Pointing records
□ □ □

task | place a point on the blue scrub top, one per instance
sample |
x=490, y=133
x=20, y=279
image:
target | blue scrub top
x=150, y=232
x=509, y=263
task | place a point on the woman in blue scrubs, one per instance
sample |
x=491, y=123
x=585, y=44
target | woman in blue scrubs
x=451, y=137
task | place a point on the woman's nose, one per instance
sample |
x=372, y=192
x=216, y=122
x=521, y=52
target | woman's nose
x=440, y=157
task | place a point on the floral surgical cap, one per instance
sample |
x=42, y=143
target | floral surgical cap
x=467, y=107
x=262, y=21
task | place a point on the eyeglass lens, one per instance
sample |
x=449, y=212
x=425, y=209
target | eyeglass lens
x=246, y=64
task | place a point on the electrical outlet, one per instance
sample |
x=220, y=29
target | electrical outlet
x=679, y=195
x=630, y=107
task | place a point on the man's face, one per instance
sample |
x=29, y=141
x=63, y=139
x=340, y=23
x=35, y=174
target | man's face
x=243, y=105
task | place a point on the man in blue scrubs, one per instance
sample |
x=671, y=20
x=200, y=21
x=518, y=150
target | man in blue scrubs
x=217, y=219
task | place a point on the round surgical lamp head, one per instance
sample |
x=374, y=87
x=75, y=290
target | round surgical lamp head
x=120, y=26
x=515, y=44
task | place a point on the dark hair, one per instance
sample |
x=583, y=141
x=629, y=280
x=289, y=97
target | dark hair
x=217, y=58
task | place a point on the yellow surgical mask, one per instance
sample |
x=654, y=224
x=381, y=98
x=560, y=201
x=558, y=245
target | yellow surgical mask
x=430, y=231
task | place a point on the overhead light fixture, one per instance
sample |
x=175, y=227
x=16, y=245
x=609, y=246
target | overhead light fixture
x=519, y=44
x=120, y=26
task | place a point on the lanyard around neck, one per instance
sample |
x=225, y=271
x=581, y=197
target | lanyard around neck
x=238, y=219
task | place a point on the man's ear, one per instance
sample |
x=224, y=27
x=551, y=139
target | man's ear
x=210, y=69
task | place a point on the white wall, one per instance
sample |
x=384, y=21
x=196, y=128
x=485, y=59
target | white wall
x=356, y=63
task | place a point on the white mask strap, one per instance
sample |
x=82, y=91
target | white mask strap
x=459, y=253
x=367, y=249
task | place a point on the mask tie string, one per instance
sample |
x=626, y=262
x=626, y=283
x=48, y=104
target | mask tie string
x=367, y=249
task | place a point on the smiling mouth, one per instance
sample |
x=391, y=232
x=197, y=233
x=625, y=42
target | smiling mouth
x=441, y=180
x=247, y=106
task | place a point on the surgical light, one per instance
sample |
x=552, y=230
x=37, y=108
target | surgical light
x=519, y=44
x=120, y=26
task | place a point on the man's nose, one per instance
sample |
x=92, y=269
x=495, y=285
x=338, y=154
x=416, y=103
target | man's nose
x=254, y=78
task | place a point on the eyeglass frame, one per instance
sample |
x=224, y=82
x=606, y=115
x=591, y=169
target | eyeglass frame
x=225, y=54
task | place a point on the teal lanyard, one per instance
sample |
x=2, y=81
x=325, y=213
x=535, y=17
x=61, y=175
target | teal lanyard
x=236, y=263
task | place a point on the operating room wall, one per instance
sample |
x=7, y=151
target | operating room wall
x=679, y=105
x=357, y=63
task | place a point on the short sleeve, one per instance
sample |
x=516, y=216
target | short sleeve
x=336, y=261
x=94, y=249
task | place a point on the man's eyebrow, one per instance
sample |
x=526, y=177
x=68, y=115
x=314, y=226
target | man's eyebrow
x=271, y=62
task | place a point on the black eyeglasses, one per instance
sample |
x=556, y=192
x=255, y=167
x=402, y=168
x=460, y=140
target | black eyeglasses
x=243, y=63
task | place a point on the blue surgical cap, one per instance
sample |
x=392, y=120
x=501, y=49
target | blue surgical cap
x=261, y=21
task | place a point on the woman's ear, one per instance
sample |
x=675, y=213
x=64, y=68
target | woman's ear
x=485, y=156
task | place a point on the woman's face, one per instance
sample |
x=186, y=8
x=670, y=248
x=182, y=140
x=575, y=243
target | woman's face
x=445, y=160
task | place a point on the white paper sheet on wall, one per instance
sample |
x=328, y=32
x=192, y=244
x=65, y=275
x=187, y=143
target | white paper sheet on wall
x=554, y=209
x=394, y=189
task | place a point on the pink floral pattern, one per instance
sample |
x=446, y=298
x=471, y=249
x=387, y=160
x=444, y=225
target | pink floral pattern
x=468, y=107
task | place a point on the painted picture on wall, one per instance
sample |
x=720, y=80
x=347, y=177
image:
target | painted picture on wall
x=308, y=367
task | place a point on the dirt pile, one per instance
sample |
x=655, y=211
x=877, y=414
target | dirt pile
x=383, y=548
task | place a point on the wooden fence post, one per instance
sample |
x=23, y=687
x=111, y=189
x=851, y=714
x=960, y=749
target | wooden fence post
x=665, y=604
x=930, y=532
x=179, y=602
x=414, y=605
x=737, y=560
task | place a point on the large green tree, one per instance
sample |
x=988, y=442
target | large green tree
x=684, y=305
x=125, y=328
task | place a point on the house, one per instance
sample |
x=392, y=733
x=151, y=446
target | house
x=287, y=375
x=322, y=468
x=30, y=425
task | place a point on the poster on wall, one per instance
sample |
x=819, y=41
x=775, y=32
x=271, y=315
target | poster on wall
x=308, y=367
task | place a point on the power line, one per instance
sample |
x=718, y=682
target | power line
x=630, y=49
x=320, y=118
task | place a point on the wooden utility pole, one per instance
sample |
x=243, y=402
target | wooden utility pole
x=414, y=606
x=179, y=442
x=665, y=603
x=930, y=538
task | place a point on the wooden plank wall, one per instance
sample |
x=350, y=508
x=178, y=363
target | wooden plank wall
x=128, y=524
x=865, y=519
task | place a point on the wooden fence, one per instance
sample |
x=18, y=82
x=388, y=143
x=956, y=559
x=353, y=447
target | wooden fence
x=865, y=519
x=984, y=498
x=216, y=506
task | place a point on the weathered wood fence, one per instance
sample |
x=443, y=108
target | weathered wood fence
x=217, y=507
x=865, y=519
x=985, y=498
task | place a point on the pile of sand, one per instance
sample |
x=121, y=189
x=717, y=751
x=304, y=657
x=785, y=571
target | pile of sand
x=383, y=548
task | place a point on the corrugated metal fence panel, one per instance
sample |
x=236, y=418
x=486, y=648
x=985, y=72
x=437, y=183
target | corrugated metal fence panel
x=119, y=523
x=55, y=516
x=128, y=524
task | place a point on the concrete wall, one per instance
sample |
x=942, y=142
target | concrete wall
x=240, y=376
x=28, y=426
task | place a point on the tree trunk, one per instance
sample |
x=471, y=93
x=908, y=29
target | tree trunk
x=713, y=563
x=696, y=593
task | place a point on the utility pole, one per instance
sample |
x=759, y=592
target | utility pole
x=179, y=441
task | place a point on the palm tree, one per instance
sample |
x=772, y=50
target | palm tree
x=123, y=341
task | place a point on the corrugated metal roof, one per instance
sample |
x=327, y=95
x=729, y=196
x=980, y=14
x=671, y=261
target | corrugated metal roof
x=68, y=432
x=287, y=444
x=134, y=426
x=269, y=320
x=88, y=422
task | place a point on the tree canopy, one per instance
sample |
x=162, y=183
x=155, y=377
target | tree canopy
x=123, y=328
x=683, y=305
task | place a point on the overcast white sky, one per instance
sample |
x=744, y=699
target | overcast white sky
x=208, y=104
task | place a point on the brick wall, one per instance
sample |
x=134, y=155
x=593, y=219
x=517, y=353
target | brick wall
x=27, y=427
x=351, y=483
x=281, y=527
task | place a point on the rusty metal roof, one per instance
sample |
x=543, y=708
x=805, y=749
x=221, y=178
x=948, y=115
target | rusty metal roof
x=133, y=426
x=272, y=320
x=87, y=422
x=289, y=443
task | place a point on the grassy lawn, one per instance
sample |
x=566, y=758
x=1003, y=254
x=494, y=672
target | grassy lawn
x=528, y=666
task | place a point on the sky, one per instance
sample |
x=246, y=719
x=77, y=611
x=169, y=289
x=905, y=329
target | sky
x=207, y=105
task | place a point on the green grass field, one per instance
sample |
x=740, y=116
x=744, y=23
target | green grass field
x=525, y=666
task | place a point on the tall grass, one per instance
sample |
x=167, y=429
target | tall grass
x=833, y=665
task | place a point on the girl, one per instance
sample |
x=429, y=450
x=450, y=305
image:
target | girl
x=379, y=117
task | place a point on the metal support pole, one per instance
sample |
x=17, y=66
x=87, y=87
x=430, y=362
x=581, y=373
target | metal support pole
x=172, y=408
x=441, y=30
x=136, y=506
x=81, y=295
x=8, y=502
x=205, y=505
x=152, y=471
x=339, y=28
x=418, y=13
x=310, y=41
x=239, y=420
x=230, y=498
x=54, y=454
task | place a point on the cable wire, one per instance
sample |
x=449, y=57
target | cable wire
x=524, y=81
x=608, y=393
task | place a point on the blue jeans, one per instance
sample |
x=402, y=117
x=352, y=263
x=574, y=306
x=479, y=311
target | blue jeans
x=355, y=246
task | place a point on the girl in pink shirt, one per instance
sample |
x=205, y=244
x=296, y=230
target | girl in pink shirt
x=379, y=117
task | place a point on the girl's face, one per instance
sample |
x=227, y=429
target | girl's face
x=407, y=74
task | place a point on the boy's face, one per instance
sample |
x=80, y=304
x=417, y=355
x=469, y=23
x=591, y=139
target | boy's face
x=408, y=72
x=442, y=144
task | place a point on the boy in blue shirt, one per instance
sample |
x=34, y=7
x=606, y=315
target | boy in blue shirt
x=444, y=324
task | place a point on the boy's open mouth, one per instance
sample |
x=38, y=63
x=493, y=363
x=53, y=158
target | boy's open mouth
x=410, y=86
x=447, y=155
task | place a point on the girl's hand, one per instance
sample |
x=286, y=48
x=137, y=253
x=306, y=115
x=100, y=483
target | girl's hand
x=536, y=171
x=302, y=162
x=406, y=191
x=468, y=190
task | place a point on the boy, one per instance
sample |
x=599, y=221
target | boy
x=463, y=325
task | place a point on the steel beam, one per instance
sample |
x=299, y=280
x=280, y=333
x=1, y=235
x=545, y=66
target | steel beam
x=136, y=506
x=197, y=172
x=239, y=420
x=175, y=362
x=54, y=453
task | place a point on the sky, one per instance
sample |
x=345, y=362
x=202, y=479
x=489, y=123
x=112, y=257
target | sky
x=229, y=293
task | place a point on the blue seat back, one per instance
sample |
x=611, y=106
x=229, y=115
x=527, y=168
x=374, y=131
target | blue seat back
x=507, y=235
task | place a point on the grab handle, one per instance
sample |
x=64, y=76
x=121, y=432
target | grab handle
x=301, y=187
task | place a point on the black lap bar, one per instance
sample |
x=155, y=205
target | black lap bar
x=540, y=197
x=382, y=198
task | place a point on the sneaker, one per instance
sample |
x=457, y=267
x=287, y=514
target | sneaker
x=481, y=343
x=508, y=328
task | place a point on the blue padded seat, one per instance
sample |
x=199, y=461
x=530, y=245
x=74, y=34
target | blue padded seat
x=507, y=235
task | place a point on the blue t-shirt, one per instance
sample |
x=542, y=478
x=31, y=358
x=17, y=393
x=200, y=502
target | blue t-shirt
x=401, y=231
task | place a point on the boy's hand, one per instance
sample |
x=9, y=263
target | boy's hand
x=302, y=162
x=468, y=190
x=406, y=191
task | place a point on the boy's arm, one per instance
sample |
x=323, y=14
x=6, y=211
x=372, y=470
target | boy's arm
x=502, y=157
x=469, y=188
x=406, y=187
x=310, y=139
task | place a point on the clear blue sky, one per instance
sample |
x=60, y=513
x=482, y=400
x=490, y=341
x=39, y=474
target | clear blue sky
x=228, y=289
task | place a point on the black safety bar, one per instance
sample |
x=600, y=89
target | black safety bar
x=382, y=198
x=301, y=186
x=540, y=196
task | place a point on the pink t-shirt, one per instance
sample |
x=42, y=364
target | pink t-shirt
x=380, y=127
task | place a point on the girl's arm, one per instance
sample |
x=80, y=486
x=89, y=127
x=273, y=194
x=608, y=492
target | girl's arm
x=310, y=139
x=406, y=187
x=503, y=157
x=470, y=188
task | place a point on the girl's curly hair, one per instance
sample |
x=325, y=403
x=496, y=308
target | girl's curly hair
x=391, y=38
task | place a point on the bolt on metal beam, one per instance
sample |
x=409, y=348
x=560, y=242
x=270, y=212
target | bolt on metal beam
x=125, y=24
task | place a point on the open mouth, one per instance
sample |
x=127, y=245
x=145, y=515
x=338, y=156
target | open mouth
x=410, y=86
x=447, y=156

□ □ □

AIM:
Render the lines of the listing above as a JSON list of strings, one string per line with blank lines omitted, starting at the line that contains "task | place a point on the tree trunk, one" and ending at the line that contains "x=281, y=527".

ANSWER TO THIS PROBLEM:
[
  "task | place a point on the tree trunk, one per instance",
  "sample |",
  "x=471, y=93",
  "x=908, y=29",
  "target | tree trunk",
  "x=713, y=563",
  "x=696, y=593",
  "task | place a point on the utility pole, one per instance",
  "sample |",
  "x=759, y=592",
  "target | utility pole",
  "x=179, y=441",
  "task | place a point on the palm tree, one per instance",
  "sample |",
  "x=772, y=50",
  "target | palm tree",
  "x=123, y=341",
  "task | place a point on the corrugated metal roof, one per instance",
  "sample |",
  "x=327, y=95",
  "x=729, y=196",
  "x=980, y=14",
  "x=671, y=261",
  "target | corrugated metal roof",
  "x=68, y=432",
  "x=287, y=444",
  "x=134, y=426",
  "x=269, y=320",
  "x=88, y=422",
  "task | place a point on the tree canopy, one per instance",
  "sample |",
  "x=162, y=183",
  "x=155, y=377",
  "target | tree canopy",
  "x=123, y=328",
  "x=683, y=305",
  "task | place a point on the overcast white sky, one per instance",
  "sample |",
  "x=744, y=699",
  "target | overcast white sky",
  "x=208, y=104",
  "task | place a point on the brick wall, one per instance",
  "sample |",
  "x=134, y=155",
  "x=593, y=219",
  "x=517, y=353",
  "target | brick wall",
  "x=27, y=427",
  "x=351, y=483",
  "x=281, y=527"
]